%%

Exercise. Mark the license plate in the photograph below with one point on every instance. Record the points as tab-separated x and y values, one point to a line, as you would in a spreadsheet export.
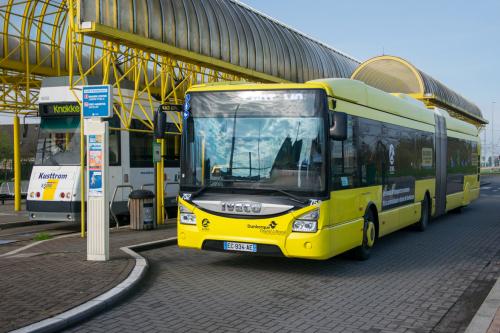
246	247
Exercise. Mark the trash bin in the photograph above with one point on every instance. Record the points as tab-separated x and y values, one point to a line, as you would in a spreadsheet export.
141	208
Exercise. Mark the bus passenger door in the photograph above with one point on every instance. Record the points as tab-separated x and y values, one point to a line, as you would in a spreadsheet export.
441	159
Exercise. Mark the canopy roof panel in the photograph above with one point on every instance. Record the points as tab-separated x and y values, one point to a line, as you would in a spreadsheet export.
225	30
396	75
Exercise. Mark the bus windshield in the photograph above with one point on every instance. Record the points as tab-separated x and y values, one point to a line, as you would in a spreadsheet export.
256	140
58	141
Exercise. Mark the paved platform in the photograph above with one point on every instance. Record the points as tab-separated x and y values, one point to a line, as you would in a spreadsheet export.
415	282
54	276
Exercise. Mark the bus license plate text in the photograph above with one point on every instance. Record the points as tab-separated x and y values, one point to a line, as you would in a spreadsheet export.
232	246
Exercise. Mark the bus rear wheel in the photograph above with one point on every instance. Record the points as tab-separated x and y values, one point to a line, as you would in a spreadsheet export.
363	251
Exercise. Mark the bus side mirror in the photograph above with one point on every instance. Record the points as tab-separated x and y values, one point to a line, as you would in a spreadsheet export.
160	122
338	130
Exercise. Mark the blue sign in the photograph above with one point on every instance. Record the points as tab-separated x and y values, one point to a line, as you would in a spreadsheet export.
187	106
97	101
95	163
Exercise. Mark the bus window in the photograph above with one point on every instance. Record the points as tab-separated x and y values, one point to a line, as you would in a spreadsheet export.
344	158
173	149
114	142
58	141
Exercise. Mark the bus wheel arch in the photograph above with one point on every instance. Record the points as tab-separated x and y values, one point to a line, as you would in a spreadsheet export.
370	233
373	209
425	212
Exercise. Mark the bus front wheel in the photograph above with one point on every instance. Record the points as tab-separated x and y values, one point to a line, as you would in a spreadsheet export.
362	252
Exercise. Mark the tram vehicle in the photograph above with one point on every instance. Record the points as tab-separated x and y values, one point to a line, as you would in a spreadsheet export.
316	169
54	187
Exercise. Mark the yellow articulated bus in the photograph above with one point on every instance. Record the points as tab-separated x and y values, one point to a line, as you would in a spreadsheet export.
316	169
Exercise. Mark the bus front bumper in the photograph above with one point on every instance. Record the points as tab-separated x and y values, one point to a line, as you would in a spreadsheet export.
315	245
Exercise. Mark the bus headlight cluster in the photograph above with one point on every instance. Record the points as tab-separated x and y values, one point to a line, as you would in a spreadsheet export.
186	216
307	222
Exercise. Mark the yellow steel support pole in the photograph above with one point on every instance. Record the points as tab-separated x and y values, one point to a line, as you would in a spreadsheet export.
82	178
17	165
160	183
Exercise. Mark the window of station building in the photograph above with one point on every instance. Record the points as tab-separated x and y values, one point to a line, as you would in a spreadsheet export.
140	146
114	141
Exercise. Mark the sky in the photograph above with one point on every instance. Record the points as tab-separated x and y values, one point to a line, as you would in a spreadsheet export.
456	42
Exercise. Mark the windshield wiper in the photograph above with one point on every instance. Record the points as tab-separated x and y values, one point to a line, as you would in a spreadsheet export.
210	182
277	190
288	194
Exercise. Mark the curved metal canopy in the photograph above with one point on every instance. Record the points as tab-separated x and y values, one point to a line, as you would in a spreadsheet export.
223	30
396	75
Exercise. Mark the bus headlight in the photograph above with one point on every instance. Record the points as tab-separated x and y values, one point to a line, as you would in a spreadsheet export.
186	216
307	222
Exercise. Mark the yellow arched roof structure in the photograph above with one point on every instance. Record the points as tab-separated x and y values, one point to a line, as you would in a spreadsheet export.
396	75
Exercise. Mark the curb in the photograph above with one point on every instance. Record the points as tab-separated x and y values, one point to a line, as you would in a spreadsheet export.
484	316
104	301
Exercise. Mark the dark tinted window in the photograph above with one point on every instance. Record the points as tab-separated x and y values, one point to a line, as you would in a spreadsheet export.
114	141
377	153
141	146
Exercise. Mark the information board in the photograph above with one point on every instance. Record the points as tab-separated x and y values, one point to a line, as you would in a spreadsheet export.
95	164
97	101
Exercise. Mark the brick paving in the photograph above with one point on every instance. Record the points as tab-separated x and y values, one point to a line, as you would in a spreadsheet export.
414	282
495	324
54	276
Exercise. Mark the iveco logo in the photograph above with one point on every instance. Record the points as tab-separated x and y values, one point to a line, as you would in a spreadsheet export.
241	207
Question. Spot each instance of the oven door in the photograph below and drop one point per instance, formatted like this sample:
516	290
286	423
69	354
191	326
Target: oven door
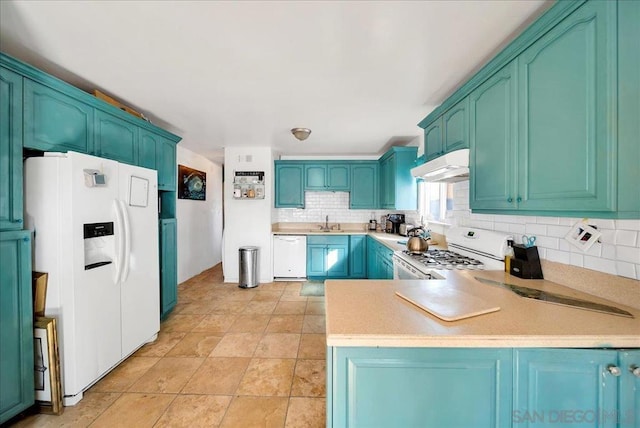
404	270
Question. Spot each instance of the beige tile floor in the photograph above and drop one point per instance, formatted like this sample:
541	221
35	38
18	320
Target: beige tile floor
225	357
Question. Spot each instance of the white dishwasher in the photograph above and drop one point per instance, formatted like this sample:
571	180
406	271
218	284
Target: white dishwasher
289	257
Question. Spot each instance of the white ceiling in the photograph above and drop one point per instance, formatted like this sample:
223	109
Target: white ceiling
360	74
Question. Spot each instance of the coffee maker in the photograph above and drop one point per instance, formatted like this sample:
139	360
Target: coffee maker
393	223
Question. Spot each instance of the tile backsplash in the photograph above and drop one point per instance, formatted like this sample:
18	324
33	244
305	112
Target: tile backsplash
318	205
617	253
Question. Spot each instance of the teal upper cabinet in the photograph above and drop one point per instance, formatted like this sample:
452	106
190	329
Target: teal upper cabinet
398	188
289	179
433	140
147	149
16	324
493	124
364	185
56	122
166	164
455	125
567	97
168	266
326	176
10	150
553	151
449	132
116	138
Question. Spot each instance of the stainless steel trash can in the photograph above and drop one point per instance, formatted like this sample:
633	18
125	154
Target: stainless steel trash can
248	267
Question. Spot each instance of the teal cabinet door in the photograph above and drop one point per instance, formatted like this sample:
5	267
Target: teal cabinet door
364	186
56	122
567	99
316	254
455	124
387	189
398	188
11	215
166	164
315	176
327	257
327	176
550	381
147	144
116	138
419	387
493	126
289	184
168	266
372	262
357	256
629	400
338	176
337	259
16	324
433	140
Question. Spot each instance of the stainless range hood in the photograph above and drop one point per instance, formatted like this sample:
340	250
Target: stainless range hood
448	168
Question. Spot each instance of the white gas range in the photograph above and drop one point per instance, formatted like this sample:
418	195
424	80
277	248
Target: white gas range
468	249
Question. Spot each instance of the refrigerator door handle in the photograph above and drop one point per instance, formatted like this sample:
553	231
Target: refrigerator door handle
127	242
120	244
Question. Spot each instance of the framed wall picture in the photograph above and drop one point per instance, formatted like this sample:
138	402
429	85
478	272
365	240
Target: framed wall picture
192	184
47	366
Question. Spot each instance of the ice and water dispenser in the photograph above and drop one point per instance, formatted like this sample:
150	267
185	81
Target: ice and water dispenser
99	245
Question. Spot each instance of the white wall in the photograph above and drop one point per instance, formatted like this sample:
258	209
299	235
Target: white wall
618	253
199	222
247	221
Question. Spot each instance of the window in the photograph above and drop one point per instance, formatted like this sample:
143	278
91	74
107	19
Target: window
434	199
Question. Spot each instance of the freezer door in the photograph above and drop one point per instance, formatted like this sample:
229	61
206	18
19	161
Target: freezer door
140	274
90	297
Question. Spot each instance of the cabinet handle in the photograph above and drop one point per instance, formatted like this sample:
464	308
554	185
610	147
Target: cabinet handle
614	370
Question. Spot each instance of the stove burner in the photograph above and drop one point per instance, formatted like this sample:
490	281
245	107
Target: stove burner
444	259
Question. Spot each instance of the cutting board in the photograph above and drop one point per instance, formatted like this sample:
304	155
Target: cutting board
447	303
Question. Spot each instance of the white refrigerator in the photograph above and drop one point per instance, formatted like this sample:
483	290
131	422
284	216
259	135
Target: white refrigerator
95	224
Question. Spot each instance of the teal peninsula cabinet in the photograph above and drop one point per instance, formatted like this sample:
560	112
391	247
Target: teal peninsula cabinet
40	113
552	119
390	363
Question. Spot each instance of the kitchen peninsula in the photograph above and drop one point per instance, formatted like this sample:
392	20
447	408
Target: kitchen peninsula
390	363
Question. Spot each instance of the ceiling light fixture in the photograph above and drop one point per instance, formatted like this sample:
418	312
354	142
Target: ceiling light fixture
301	133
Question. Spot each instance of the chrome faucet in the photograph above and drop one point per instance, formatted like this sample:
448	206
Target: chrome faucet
325	226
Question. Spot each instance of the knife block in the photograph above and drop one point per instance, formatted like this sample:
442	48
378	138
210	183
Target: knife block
526	262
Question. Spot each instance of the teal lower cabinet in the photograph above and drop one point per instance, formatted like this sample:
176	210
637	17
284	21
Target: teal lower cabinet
16	324
581	387
357	256
168	266
482	387
327	257
379	260
629	402
418	387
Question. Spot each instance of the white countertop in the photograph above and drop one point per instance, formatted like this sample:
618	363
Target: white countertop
368	313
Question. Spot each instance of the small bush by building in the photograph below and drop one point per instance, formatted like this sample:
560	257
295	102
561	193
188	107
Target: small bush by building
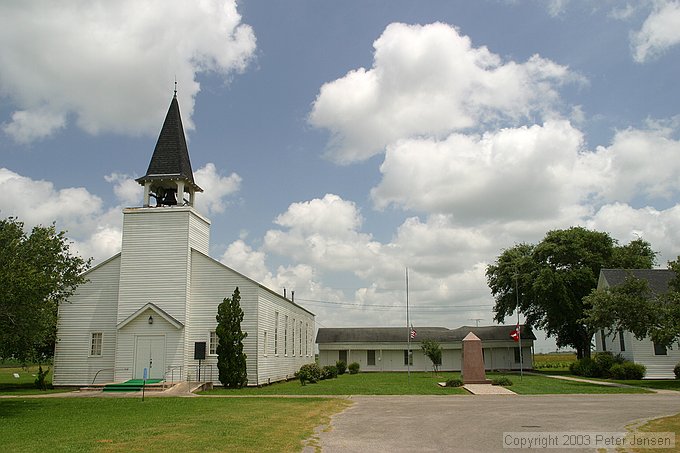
329	372
309	372
454	382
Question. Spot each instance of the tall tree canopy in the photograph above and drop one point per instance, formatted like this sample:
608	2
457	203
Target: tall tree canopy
634	307
37	273
550	279
231	360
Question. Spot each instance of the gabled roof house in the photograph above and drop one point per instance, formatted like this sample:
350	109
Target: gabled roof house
658	360
387	348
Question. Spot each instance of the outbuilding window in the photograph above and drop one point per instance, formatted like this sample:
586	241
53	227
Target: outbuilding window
370	357
660	349
96	341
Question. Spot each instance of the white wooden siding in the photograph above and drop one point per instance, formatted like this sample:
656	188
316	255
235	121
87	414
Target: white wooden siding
91	309
658	366
211	282
127	340
642	352
275	367
155	259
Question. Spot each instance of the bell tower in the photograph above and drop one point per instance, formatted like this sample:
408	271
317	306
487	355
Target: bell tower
169	178
158	238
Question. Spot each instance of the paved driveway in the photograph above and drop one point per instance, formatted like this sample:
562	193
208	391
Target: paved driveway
477	423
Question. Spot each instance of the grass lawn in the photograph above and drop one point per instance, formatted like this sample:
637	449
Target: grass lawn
659	384
542	385
661	425
162	424
421	384
357	384
24	385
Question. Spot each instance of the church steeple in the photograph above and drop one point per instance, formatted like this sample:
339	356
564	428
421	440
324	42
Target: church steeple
169	175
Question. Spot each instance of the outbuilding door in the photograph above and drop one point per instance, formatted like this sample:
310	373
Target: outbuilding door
150	354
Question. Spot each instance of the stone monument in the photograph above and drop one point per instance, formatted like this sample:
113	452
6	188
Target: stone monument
473	361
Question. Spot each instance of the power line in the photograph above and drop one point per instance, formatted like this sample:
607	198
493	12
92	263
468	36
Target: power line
386	307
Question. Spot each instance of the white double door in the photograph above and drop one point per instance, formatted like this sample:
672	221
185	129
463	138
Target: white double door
150	354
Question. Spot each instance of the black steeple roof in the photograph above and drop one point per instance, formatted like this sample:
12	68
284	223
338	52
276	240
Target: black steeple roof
170	160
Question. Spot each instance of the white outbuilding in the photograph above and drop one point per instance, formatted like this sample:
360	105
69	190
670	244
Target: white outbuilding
150	310
658	359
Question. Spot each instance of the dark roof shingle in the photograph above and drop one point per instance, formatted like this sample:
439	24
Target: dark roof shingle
658	279
171	156
400	334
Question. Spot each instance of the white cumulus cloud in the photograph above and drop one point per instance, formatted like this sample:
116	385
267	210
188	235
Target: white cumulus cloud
659	32
430	80
216	188
81	59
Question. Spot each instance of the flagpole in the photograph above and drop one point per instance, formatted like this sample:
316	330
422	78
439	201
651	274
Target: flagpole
519	330
408	333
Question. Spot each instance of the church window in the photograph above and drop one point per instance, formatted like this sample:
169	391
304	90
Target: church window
264	343
276	333
96	344
213	343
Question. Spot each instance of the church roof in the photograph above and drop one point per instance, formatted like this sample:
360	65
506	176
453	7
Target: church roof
400	334
170	158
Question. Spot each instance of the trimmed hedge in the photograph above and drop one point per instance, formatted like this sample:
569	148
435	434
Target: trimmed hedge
628	371
502	381
309	372
329	372
454	382
607	365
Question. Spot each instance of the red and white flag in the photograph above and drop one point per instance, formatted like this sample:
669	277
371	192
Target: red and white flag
515	334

%%

Taking the material above, extract exactly and only the lines from the line with "Target: bell tower" to the line with "Question. Spot each instance of the dark", inclusive of both.

= Task result =
Target: bell tower
169	178
158	238
Question. Spot each instance of the paved driveway in the photograph above and drop one point per instance, formatted like this sample:
562	193
208	391
Target: paved driveway
477	423
Question. Spot each instance of the grass lawn in the photograph above and drop one point per instance, formatted like this sample:
637	449
Target: grass lawn
659	384
542	385
661	425
162	424
421	384
357	384
24	385
Question. Spot each instance of the church steeple in the photograph above and drop one point per instance, formatted like this sample:
339	356
564	428
421	440
324	42
Target: church steeple
169	175
Question. Spot each instance of the outbuilding door in the photograph above and drop one point per instance, formatted like this sample:
310	373
Target: outbuilding door
150	354
Question. Spot each instance of the stone monument in the photograph above and drop one point per instance, formatted like this sample:
113	452
6	188
Target: stone monument
473	361
Question. Spot each instance of the power line in the photograph above and drop one point per instance, formatted like this sample:
607	198
493	12
92	263
468	36
Target: power line
386	307
Question. Spot each instance of the white double door in the photograph above and drop one point per instance, formatted like this sample:
672	221
185	129
463	138
Target: white double door
150	354
Question. Spot each instance of the black steeple roof in the photograph above and drop one point per instance, formatted like this sample:
12	68
284	223
338	52
276	240
Target: black steeple roof
170	160
Question. Spot each instance of the white outbuilding in the photograph above and drop one point per instance, formatted like this sample:
360	105
69	190
670	244
Target: white outbuilding
150	310
658	359
Question. Spot each instance of the dark roof shingle in the photograph above and drop one point per instance, formatted like this sample:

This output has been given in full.